## BEGIN
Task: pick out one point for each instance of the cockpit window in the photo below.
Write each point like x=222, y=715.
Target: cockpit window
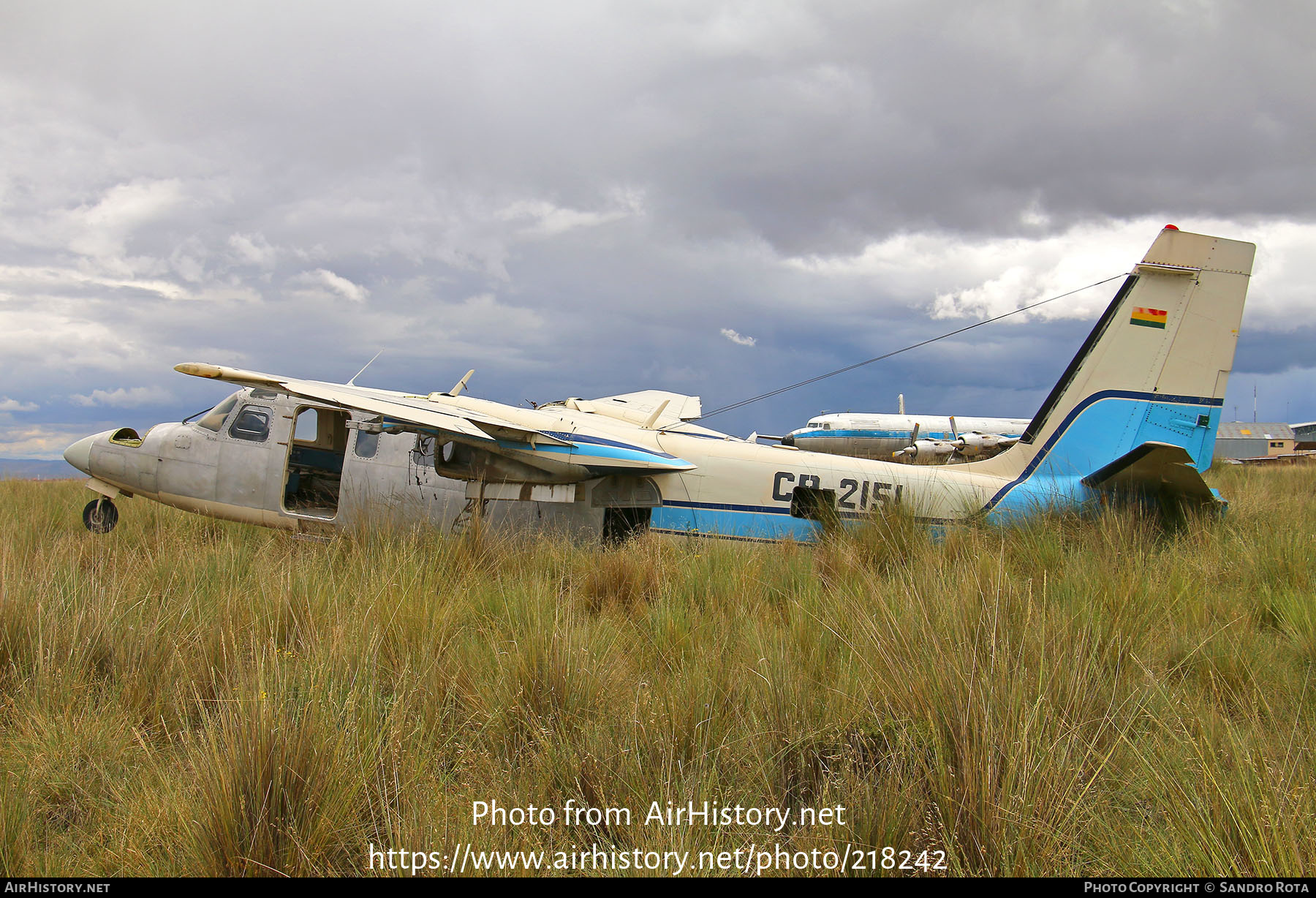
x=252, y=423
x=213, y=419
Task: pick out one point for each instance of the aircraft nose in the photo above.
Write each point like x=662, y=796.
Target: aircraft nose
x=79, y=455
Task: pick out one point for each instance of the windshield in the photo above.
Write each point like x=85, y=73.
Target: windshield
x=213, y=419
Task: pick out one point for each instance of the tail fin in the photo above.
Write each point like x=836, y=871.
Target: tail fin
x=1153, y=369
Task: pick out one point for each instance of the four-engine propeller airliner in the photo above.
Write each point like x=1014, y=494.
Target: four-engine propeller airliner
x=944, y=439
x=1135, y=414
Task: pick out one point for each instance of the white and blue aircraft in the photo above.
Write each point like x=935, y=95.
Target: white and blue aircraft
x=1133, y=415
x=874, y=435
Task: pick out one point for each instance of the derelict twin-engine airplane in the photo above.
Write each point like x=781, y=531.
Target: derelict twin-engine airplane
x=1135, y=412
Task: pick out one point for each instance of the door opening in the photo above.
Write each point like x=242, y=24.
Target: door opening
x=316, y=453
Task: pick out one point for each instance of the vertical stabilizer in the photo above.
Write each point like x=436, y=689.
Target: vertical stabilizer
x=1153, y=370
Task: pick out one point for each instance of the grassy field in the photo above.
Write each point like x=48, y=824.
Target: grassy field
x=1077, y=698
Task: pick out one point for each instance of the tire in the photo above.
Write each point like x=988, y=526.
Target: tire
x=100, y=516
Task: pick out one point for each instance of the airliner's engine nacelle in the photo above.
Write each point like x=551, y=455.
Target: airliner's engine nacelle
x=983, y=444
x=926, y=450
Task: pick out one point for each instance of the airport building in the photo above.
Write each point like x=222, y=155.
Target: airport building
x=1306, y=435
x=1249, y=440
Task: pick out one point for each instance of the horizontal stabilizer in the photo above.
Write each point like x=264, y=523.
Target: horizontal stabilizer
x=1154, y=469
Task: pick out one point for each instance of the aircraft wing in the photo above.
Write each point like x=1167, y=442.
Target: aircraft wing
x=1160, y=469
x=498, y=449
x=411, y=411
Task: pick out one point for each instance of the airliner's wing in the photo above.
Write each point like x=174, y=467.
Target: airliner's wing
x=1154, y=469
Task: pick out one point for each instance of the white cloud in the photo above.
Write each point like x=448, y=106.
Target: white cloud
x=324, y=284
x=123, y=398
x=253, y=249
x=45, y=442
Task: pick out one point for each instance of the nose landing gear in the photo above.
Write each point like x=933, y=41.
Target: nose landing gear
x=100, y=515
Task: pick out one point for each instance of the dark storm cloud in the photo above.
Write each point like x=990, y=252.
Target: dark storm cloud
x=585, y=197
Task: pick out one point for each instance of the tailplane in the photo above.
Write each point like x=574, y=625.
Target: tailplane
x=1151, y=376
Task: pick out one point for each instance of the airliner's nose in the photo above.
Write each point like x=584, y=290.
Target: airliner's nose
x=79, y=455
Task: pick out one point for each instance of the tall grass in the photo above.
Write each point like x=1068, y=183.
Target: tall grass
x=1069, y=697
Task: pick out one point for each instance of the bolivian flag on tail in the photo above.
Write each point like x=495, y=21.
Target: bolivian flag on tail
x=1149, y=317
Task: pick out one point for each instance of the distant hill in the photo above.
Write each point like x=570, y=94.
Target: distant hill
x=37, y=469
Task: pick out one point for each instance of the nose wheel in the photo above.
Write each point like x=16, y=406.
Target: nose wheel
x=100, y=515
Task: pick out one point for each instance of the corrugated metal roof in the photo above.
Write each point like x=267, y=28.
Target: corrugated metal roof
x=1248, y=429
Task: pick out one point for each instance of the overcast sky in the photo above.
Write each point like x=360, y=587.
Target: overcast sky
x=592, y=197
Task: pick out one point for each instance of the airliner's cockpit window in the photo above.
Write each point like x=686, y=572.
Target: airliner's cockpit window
## END
◆ **Directions**
Change every "pick out" in the records to "mark", leaving everything else as it is, and give all the records again without the pictures.

◆ **Task output**
Task: mark one point for each instance of the cockpit window in the photo below.
Write each point like x=222, y=715.
Target: cockpit window
x=252, y=423
x=213, y=419
Task: mark one point for each instance of the aircraft nose in the photo above.
Write each point like x=662, y=796.
Target: aircraft nose
x=79, y=455
Task: mark one point for each instance of the windshield in the photo above.
Write each point like x=85, y=73.
Target: windshield
x=213, y=419
Task: mark one point for each instance of the tail fin in the photo above.
Write each point like x=836, y=871.
Target: tail fin
x=1153, y=369
Task: mark one point for each instance of the four-engine propeller airliner in the photo above.
Write each point like x=1014, y=494.
Target: four-engine propeller airliner
x=944, y=439
x=1135, y=414
Task: mark one point for each instance of the white and blue aircraft in the photo above.
Write each point like x=935, y=95.
Target: white and blue aircraft
x=1133, y=415
x=874, y=435
Task: mark one point for each instance of the derelict twin-engine airplane in the photo above.
Write each point like x=781, y=531.
Target: derelict twin-engine airplane
x=1135, y=412
Task: mark one point for each instance of the door opening in the photo above.
Write each point like x=242, y=24.
Target: door opening
x=316, y=453
Task: mark one point for each instance of the vertical stabilizer in the photo above.
Write each point like x=436, y=689.
Target: vertical stabilizer
x=1153, y=370
Task: mark one point for each instance of the grassy field in the photo above.
Write each point like x=48, y=824.
Target: grassy field
x=1077, y=698
Task: mark one point for each instance of the tire in the photo above.
Write each point like x=988, y=526.
Target: tire
x=100, y=516
Task: mark one point for each instance of the airliner's engine nacelle in the photo above.
Write each point like x=551, y=455.
Target: airliner's engine nacelle
x=983, y=444
x=926, y=450
Task: mark one point for each instance of the airport building in the photo above.
Write each point like x=222, y=155.
Target: airport building
x=1306, y=435
x=1249, y=440
Task: mark one point for each instance of the horizontal stabilizer in the photo above.
Write each point like x=264, y=523.
Target: horizontal stabilizer
x=1154, y=469
Task: mark one point for each instance of the aircraft wing in the photo above.
Write each point like x=1167, y=442.
Target: aircraft wing
x=1160, y=469
x=498, y=449
x=411, y=411
Task: mark one point for each instance of the airliner's wing in the photo above.
Write each point like x=174, y=467.
Target: airliner's wing
x=1154, y=469
Task: mark one point for each instance of the white cloud in the photo above.
Write each point like x=448, y=106.
Target: white cloud
x=324, y=284
x=123, y=398
x=253, y=249
x=45, y=442
Task: mark one point for each instance of the nose landing gear in the photo above.
Write each point like x=933, y=41.
Target: nose landing gear
x=100, y=515
Task: mark one point for each instance of the dark storm cloud in the photo above.
Write each point like x=990, y=252.
Target: dark storm cloud
x=585, y=197
Task: mark one point for each instance of the tailplane in the photo above.
Write each point like x=574, y=625.
Target: tailplane
x=1151, y=376
Task: mark one point for each instance of the airliner's nose in the photo above.
Write each point like x=584, y=290.
Target: airliner's nose
x=79, y=455
Task: mark one point for each instance of the tall grass in the photo above.
Write each point like x=1068, y=183.
Target: tall grass
x=1069, y=697
Task: mark one point for each instance of the bolivian flag on tail in the photo above.
Write each point like x=495, y=21.
Target: bolivian flag on tail
x=1149, y=317
Task: mark one point for each instance of the distant hill in the photo above.
Write each point like x=570, y=94.
Target: distant hill
x=37, y=469
Task: mark one point for each instance of the nose wheel in the photo above.
Write each point like x=16, y=406.
Target: nose wheel
x=100, y=515
Task: mark one point for each instance of the corrugated metal roof in the photo above.
Write each point like x=267, y=28.
Target: corrugated metal roof
x=1248, y=429
Task: mark one point for each instance of the overcast sky in the photo above.
Write each point like x=360, y=587.
Target: overcast sky
x=592, y=197
Task: mark one point for each instance of the airliner's cockpit window in the photo above.
Write each point like x=686, y=572.
Target: airliner's cockpit window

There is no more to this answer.